Phrase grounding data
┌──
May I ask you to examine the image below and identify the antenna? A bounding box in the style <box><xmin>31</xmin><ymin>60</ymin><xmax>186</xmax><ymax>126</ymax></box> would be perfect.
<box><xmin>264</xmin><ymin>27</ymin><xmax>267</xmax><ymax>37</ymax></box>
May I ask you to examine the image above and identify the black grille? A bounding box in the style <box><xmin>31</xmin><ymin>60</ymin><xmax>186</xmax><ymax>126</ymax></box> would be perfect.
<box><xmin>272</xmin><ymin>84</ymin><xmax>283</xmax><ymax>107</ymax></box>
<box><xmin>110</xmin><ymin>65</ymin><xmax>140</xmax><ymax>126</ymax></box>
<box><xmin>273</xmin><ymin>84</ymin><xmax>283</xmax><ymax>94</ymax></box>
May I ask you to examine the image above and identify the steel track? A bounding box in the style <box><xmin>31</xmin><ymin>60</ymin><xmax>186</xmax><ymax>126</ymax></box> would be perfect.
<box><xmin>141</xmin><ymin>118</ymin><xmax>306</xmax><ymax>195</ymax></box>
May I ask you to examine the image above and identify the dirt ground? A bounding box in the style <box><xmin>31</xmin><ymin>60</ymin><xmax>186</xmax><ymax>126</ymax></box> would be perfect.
└──
**WORK TO COMPLETE**
Your task is to copy exactly, and only, the lines from the line with "identify the steel" through the last line of the entries, both included.

**RESPONSE AREA**
May I ask you to examine the image above and identify the steel track? A bounding box in the style <box><xmin>31</xmin><ymin>60</ymin><xmax>186</xmax><ymax>126</ymax></box> would be perfect.
<box><xmin>141</xmin><ymin>118</ymin><xmax>306</xmax><ymax>195</ymax></box>
May I ask you to examine the image above and identify the dirt ground? A bounding box in the style <box><xmin>31</xmin><ymin>60</ymin><xmax>186</xmax><ymax>126</ymax></box> would be perfect.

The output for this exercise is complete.